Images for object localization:
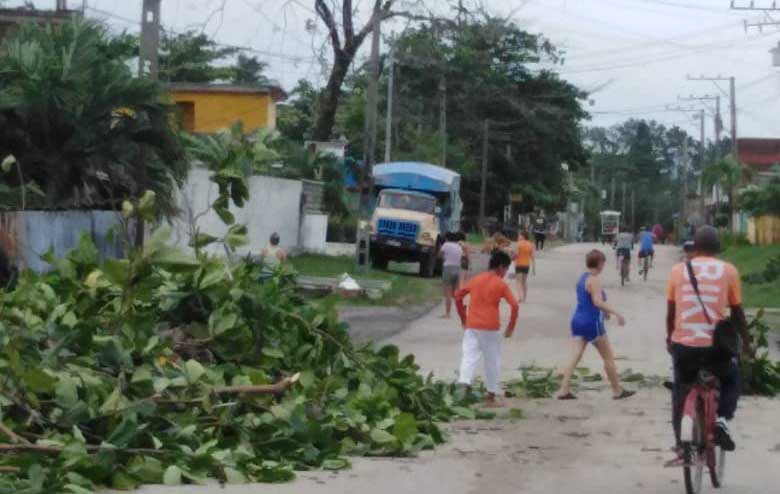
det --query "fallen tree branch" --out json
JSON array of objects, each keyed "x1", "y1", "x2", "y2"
[
  {"x1": 212, "y1": 373, "x2": 301, "y2": 395},
  {"x1": 0, "y1": 422, "x2": 29, "y2": 445},
  {"x1": 0, "y1": 466, "x2": 20, "y2": 473},
  {"x1": 0, "y1": 444, "x2": 167, "y2": 455}
]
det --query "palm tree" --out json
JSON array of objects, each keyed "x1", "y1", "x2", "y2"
[
  {"x1": 701, "y1": 155, "x2": 750, "y2": 228},
  {"x1": 0, "y1": 19, "x2": 186, "y2": 214}
]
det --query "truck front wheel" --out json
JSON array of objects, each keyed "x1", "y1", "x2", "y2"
[
  {"x1": 371, "y1": 250, "x2": 389, "y2": 270},
  {"x1": 419, "y1": 251, "x2": 436, "y2": 278}
]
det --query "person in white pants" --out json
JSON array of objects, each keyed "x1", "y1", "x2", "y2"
[{"x1": 454, "y1": 250, "x2": 519, "y2": 406}]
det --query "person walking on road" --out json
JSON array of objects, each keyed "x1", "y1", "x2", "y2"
[
  {"x1": 439, "y1": 233, "x2": 464, "y2": 319},
  {"x1": 455, "y1": 250, "x2": 519, "y2": 406},
  {"x1": 514, "y1": 231, "x2": 535, "y2": 302},
  {"x1": 558, "y1": 249, "x2": 636, "y2": 401},
  {"x1": 533, "y1": 213, "x2": 547, "y2": 251}
]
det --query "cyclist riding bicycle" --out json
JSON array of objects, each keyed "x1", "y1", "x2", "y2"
[
  {"x1": 666, "y1": 226, "x2": 752, "y2": 455},
  {"x1": 637, "y1": 226, "x2": 655, "y2": 272},
  {"x1": 615, "y1": 227, "x2": 633, "y2": 278}
]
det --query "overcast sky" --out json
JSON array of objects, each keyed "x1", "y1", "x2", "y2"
[{"x1": 8, "y1": 0, "x2": 780, "y2": 139}]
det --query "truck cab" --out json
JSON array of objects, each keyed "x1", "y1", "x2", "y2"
[{"x1": 368, "y1": 162, "x2": 462, "y2": 277}]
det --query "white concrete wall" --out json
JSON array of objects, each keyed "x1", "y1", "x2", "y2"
[
  {"x1": 325, "y1": 242, "x2": 356, "y2": 257},
  {"x1": 172, "y1": 168, "x2": 304, "y2": 256},
  {"x1": 301, "y1": 213, "x2": 328, "y2": 253}
]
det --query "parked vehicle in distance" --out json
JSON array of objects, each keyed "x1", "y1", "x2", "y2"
[{"x1": 367, "y1": 162, "x2": 462, "y2": 277}]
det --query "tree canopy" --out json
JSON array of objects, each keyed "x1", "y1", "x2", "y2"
[
  {"x1": 583, "y1": 119, "x2": 696, "y2": 234},
  {"x1": 0, "y1": 20, "x2": 186, "y2": 214},
  {"x1": 316, "y1": 13, "x2": 591, "y2": 223}
]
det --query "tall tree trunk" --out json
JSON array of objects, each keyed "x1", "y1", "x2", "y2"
[{"x1": 313, "y1": 52, "x2": 351, "y2": 141}]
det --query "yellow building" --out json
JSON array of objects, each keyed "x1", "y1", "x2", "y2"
[{"x1": 169, "y1": 83, "x2": 286, "y2": 134}]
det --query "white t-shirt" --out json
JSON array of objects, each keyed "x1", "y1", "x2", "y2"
[{"x1": 440, "y1": 241, "x2": 463, "y2": 268}]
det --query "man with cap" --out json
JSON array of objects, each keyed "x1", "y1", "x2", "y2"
[{"x1": 665, "y1": 226, "x2": 753, "y2": 454}]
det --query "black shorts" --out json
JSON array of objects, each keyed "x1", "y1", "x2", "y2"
[
  {"x1": 515, "y1": 265, "x2": 530, "y2": 275},
  {"x1": 616, "y1": 247, "x2": 631, "y2": 259}
]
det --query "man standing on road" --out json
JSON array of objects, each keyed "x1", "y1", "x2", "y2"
[
  {"x1": 455, "y1": 250, "x2": 519, "y2": 406},
  {"x1": 533, "y1": 212, "x2": 547, "y2": 251},
  {"x1": 666, "y1": 226, "x2": 752, "y2": 453}
]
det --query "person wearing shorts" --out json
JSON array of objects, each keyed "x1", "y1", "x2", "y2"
[
  {"x1": 557, "y1": 249, "x2": 635, "y2": 401},
  {"x1": 637, "y1": 226, "x2": 655, "y2": 270},
  {"x1": 439, "y1": 233, "x2": 463, "y2": 319},
  {"x1": 514, "y1": 231, "x2": 535, "y2": 302}
]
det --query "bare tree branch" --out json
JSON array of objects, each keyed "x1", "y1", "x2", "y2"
[{"x1": 315, "y1": 0, "x2": 342, "y2": 52}]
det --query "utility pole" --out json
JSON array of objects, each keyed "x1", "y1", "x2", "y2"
[
  {"x1": 356, "y1": 1, "x2": 382, "y2": 270},
  {"x1": 686, "y1": 75, "x2": 738, "y2": 160},
  {"x1": 621, "y1": 181, "x2": 626, "y2": 218},
  {"x1": 384, "y1": 43, "x2": 395, "y2": 163},
  {"x1": 135, "y1": 0, "x2": 161, "y2": 248},
  {"x1": 139, "y1": 0, "x2": 161, "y2": 79},
  {"x1": 630, "y1": 188, "x2": 635, "y2": 232},
  {"x1": 439, "y1": 76, "x2": 447, "y2": 168},
  {"x1": 479, "y1": 119, "x2": 490, "y2": 230},
  {"x1": 610, "y1": 176, "x2": 615, "y2": 209}
]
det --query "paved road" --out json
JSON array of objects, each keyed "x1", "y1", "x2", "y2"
[{"x1": 134, "y1": 243, "x2": 780, "y2": 494}]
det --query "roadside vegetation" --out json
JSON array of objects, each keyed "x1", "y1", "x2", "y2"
[
  {"x1": 291, "y1": 255, "x2": 441, "y2": 307},
  {"x1": 721, "y1": 244, "x2": 780, "y2": 309}
]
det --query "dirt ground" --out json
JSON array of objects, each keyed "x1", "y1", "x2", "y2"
[{"x1": 134, "y1": 243, "x2": 780, "y2": 494}]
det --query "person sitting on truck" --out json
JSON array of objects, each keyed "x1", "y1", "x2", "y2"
[{"x1": 439, "y1": 233, "x2": 464, "y2": 319}]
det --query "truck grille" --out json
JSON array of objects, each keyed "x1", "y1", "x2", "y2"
[{"x1": 377, "y1": 218, "x2": 419, "y2": 241}]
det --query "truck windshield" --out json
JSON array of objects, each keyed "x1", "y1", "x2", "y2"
[{"x1": 379, "y1": 192, "x2": 435, "y2": 214}]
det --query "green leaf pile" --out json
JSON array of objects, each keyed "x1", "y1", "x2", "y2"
[{"x1": 0, "y1": 232, "x2": 475, "y2": 492}]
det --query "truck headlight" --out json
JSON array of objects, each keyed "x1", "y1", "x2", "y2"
[{"x1": 358, "y1": 220, "x2": 373, "y2": 233}]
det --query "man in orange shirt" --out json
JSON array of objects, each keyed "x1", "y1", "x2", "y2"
[
  {"x1": 455, "y1": 250, "x2": 519, "y2": 406},
  {"x1": 515, "y1": 231, "x2": 535, "y2": 302},
  {"x1": 666, "y1": 226, "x2": 751, "y2": 452}
]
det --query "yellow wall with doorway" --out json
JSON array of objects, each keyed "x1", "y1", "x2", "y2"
[{"x1": 170, "y1": 90, "x2": 276, "y2": 134}]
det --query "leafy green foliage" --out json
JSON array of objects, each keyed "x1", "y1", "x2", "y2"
[
  {"x1": 0, "y1": 20, "x2": 186, "y2": 214},
  {"x1": 742, "y1": 255, "x2": 780, "y2": 285},
  {"x1": 0, "y1": 228, "x2": 475, "y2": 492},
  {"x1": 741, "y1": 177, "x2": 780, "y2": 217},
  {"x1": 232, "y1": 54, "x2": 270, "y2": 87},
  {"x1": 741, "y1": 311, "x2": 780, "y2": 396},
  {"x1": 160, "y1": 31, "x2": 239, "y2": 83},
  {"x1": 584, "y1": 120, "x2": 693, "y2": 236}
]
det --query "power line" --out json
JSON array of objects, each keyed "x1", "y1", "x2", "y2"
[{"x1": 85, "y1": 6, "x2": 321, "y2": 66}]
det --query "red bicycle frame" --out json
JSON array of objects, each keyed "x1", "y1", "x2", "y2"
[{"x1": 680, "y1": 379, "x2": 718, "y2": 446}]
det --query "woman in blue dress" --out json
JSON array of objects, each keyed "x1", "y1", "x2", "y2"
[{"x1": 557, "y1": 249, "x2": 635, "y2": 400}]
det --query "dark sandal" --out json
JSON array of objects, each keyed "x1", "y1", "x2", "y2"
[
  {"x1": 613, "y1": 389, "x2": 636, "y2": 400},
  {"x1": 557, "y1": 393, "x2": 577, "y2": 400}
]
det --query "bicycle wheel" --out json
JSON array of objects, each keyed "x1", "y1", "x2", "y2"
[
  {"x1": 683, "y1": 404, "x2": 704, "y2": 494},
  {"x1": 709, "y1": 446, "x2": 726, "y2": 488},
  {"x1": 643, "y1": 257, "x2": 649, "y2": 281}
]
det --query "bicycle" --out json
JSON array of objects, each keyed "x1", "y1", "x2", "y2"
[
  {"x1": 638, "y1": 253, "x2": 651, "y2": 281},
  {"x1": 620, "y1": 253, "x2": 630, "y2": 286},
  {"x1": 678, "y1": 369, "x2": 726, "y2": 494}
]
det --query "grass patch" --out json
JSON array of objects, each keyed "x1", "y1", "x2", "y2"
[
  {"x1": 721, "y1": 244, "x2": 780, "y2": 309},
  {"x1": 290, "y1": 254, "x2": 441, "y2": 307}
]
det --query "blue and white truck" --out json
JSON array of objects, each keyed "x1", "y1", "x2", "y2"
[{"x1": 367, "y1": 162, "x2": 462, "y2": 277}]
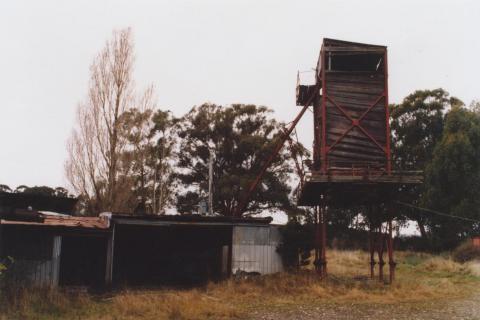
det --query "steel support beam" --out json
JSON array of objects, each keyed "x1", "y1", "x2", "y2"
[
  {"x1": 105, "y1": 225, "x2": 115, "y2": 286},
  {"x1": 234, "y1": 85, "x2": 319, "y2": 217}
]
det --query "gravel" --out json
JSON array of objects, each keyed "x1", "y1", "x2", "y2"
[{"x1": 247, "y1": 290, "x2": 480, "y2": 320}]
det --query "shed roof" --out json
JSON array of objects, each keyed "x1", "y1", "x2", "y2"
[
  {"x1": 110, "y1": 213, "x2": 273, "y2": 227},
  {"x1": 1, "y1": 210, "x2": 273, "y2": 230},
  {"x1": 0, "y1": 210, "x2": 109, "y2": 229}
]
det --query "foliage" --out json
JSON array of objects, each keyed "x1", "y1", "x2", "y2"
[
  {"x1": 277, "y1": 218, "x2": 314, "y2": 269},
  {"x1": 0, "y1": 256, "x2": 14, "y2": 286},
  {"x1": 175, "y1": 103, "x2": 308, "y2": 216},
  {"x1": 0, "y1": 184, "x2": 12, "y2": 192},
  {"x1": 119, "y1": 106, "x2": 177, "y2": 214},
  {"x1": 390, "y1": 88, "x2": 462, "y2": 168},
  {"x1": 452, "y1": 240, "x2": 480, "y2": 263},
  {"x1": 424, "y1": 106, "x2": 480, "y2": 248},
  {"x1": 148, "y1": 109, "x2": 178, "y2": 213},
  {"x1": 18, "y1": 186, "x2": 70, "y2": 197},
  {"x1": 389, "y1": 89, "x2": 463, "y2": 238},
  {"x1": 0, "y1": 185, "x2": 71, "y2": 198}
]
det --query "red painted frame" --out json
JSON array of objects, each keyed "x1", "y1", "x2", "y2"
[{"x1": 318, "y1": 48, "x2": 391, "y2": 174}]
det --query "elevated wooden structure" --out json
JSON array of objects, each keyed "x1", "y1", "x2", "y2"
[
  {"x1": 296, "y1": 39, "x2": 423, "y2": 282},
  {"x1": 298, "y1": 170, "x2": 423, "y2": 206}
]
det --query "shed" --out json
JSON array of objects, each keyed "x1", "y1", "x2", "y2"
[
  {"x1": 232, "y1": 225, "x2": 283, "y2": 274},
  {"x1": 1, "y1": 206, "x2": 284, "y2": 287},
  {"x1": 108, "y1": 213, "x2": 283, "y2": 285},
  {"x1": 0, "y1": 213, "x2": 109, "y2": 287}
]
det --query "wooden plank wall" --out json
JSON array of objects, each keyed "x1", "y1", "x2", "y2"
[{"x1": 325, "y1": 70, "x2": 386, "y2": 165}]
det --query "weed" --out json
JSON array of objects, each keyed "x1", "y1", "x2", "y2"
[
  {"x1": 1, "y1": 250, "x2": 478, "y2": 320},
  {"x1": 452, "y1": 240, "x2": 480, "y2": 262}
]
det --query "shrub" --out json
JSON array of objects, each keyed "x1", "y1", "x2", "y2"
[
  {"x1": 452, "y1": 240, "x2": 480, "y2": 262},
  {"x1": 0, "y1": 256, "x2": 14, "y2": 285},
  {"x1": 277, "y1": 220, "x2": 314, "y2": 270}
]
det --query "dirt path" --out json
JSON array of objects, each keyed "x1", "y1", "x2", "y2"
[{"x1": 248, "y1": 290, "x2": 480, "y2": 320}]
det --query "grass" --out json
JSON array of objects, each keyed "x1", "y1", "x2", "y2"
[{"x1": 1, "y1": 250, "x2": 479, "y2": 320}]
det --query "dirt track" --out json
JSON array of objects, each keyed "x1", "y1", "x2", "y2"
[{"x1": 248, "y1": 290, "x2": 480, "y2": 320}]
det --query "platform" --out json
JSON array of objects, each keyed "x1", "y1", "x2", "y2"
[{"x1": 297, "y1": 170, "x2": 423, "y2": 206}]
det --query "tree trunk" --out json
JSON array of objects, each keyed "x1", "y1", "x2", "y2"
[{"x1": 417, "y1": 219, "x2": 428, "y2": 239}]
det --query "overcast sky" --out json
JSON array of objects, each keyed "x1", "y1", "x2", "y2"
[{"x1": 0, "y1": 0, "x2": 479, "y2": 190}]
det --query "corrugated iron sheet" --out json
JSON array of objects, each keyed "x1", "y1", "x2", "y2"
[
  {"x1": 231, "y1": 226, "x2": 283, "y2": 274},
  {"x1": 0, "y1": 215, "x2": 109, "y2": 229}
]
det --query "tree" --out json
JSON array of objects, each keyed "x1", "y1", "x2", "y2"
[
  {"x1": 65, "y1": 28, "x2": 156, "y2": 213},
  {"x1": 120, "y1": 98, "x2": 177, "y2": 214},
  {"x1": 390, "y1": 89, "x2": 461, "y2": 167},
  {"x1": 389, "y1": 89, "x2": 463, "y2": 238},
  {"x1": 277, "y1": 218, "x2": 314, "y2": 270},
  {"x1": 0, "y1": 185, "x2": 72, "y2": 197},
  {"x1": 176, "y1": 103, "x2": 308, "y2": 216},
  {"x1": 0, "y1": 185, "x2": 12, "y2": 193},
  {"x1": 424, "y1": 106, "x2": 480, "y2": 248},
  {"x1": 149, "y1": 109, "x2": 177, "y2": 213},
  {"x1": 469, "y1": 100, "x2": 480, "y2": 113},
  {"x1": 118, "y1": 88, "x2": 156, "y2": 213}
]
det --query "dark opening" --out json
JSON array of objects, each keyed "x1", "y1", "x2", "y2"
[
  {"x1": 59, "y1": 235, "x2": 107, "y2": 287},
  {"x1": 113, "y1": 224, "x2": 232, "y2": 286},
  {"x1": 2, "y1": 228, "x2": 53, "y2": 260},
  {"x1": 296, "y1": 84, "x2": 317, "y2": 106},
  {"x1": 328, "y1": 53, "x2": 384, "y2": 72}
]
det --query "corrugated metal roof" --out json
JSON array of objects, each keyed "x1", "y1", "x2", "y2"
[
  {"x1": 1, "y1": 211, "x2": 271, "y2": 229},
  {"x1": 0, "y1": 213, "x2": 109, "y2": 229},
  {"x1": 110, "y1": 213, "x2": 273, "y2": 226}
]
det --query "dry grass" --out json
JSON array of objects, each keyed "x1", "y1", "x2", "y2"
[
  {"x1": 1, "y1": 250, "x2": 479, "y2": 320},
  {"x1": 466, "y1": 261, "x2": 480, "y2": 276}
]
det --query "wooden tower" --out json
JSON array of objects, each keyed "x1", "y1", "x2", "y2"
[{"x1": 296, "y1": 39, "x2": 422, "y2": 281}]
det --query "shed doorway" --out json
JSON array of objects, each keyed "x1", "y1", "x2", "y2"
[
  {"x1": 59, "y1": 235, "x2": 108, "y2": 287},
  {"x1": 112, "y1": 224, "x2": 232, "y2": 286}
]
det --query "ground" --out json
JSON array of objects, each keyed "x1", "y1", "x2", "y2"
[
  {"x1": 1, "y1": 250, "x2": 479, "y2": 320},
  {"x1": 249, "y1": 292, "x2": 480, "y2": 320}
]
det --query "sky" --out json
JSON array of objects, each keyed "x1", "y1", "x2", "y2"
[{"x1": 0, "y1": 0, "x2": 479, "y2": 190}]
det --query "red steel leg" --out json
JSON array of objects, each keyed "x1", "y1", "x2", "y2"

• ABOUT THIS EXERCISE
Using the entries above, find all lines with "doorway". Copy them.

• YOUR RESPONSE
det --query "yellow wall with doorway" --out json
det --query "shed doorway" --out json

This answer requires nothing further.